---------- Exercise material

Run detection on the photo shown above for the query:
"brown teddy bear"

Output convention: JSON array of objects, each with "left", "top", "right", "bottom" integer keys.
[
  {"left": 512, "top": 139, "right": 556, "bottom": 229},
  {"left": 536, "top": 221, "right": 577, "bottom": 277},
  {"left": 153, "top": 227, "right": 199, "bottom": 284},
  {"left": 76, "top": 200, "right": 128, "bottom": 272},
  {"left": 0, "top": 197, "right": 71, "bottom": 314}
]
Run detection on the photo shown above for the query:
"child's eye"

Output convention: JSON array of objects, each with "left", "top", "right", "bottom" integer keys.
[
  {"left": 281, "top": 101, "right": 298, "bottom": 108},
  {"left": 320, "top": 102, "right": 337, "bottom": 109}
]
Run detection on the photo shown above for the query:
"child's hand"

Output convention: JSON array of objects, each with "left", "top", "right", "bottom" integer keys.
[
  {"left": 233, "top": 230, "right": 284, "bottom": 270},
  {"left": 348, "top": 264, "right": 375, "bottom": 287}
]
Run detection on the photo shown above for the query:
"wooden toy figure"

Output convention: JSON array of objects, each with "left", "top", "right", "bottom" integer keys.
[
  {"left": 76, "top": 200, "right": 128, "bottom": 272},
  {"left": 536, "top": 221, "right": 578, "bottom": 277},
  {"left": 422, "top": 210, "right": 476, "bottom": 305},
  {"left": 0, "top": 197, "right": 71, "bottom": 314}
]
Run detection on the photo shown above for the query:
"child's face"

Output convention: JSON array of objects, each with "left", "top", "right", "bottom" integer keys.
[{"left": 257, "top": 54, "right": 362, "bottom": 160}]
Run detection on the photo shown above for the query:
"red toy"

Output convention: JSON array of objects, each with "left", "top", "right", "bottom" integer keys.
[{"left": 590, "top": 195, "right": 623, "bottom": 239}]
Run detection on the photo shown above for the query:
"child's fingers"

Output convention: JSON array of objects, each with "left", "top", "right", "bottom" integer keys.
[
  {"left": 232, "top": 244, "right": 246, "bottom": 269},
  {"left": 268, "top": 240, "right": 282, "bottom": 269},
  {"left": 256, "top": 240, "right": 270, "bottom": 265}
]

--------------------

[About this task]
Search the entries for the word "child" and copy every line that has it.

[Task response]
"child's eye"
"child's hand"
"child's face"
"child's fingers"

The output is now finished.